Reuters: Bernanke: full effect of rate cuts yet to be felt

by Alister Bull

(Reuters) The full benefit of recent Federal Reserve interest rate cuts has not yet been felt, Fed Chairman Ben Bernanke said Thursday, nodding to a policy lag that may reduce the need for many more rate moves ahead.

Ben Bernanke

CNBC.com

Ben Bernanke


“Further actions will have to depend on how the economy evolves and we are looking of course at both sides of our mandate, growth and inflation,” Bernanke told a U.S. Senate Banking Committee hearing on the rescue of troubled investment bank Bear Stearns.

“The effects of monetary policy are felt over a period of time and we expect to see further positive effects of these policies going forward,” he said.

“I believe we have helped to offset the credit crunch to some extent.” Bernanke acknowledged in testimony Wednesday that there was a risk U.S. growth could contract slightly in the first half of this year, before picking up in the next six months.

On the other hand, recent economic indicators have been mixed, with some signaling that conditions were not getting worse at an accelerating pace and may even be stabilizing.

First time he’s used this kind of language.

Bernanke also stressed Thursday that the Fed was uncomfortable with the current high levels of inflation, while arguing that these pressures should abate in the months ahead.

“The primary reason for the high inflation is rapid increases in the price of globally traded commodities, including crude oil and food,” he said.

Headline U.S. consumer prices rose 4.0 percent in February versus a year ago.

“It is our expectation, which is consistent with the prices seen in futures markets, that these prices will moderate in the coming year and that therefore, overall inflation will tend to slow,” Bernanke said.

“However, we are aware of the uncertainties involved with that and we are obviously going to be watching the situation very carefully,” he added.

2008-04-03 US Economic Releases

2008-04-03 Initial Jobless Claims

Initial Jobless Claims (Mar 29)

Survey 366K
Actual 407K
Prior 366K
Revised 369K

2008-04-03 Continuing Claims

Continuing Claims (Mar 22)

Survey 2860K
Actual 2937K
Prior 2845K
Revised 2840K

This is now more in line with what’s looked like near zero growth for the first quarter, and not much more is expected for Q2.

While fear of systemic risk has been reduced with the realization that the Fed/Tsy can -and probably will- simply ‘write checks’ as needed, that doesn’t guarantee general weakness won’t continue.

As Karim has been indicating, we may be near the end of rate cuts, but continued weakness could mean rates stay down for a ‘considerable period.’

Also note markets aren’t (yet) moving much on this.

^^^^^^^^

(Jobs)
A) In the article on Bernanke and the Fed's rate cuts, translate this sentence into Spanish: "Headline U.S. consumer prices rose 4.0 percent in February versus a year ago."
B) Condense the paragraph of the article on Bernanke and the Fed's rate cuts that begins "(Reuters) The full benefit of recent Federal Reserve interest rate cuts" into one shorter sentence that keeps its main facts.

(Given data)
^^^^^^^^

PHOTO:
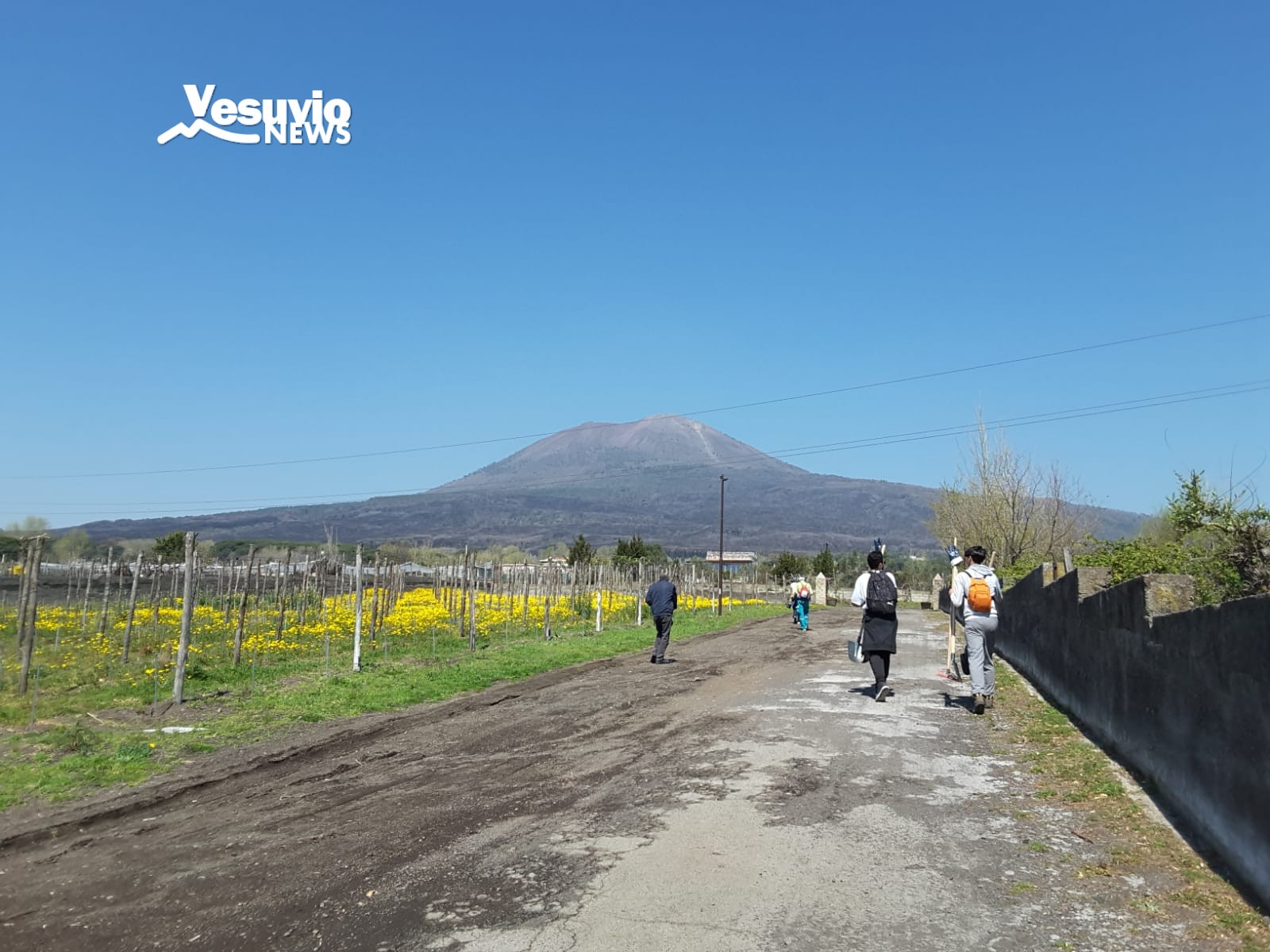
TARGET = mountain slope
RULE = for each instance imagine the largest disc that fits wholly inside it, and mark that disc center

^^^^^^^^

(Responses in order)
A) El índice general de precios al consumidor de EE. UU. subió un 4,0 por ciento en febrero en comparación con un año antes.

B) On Thursday, Fed Chairman Ben Bernanke said recent Federal Reserve rate cuts have not yet had their full effect, pointing to a policy lag that may lessen the need for many more rate moves.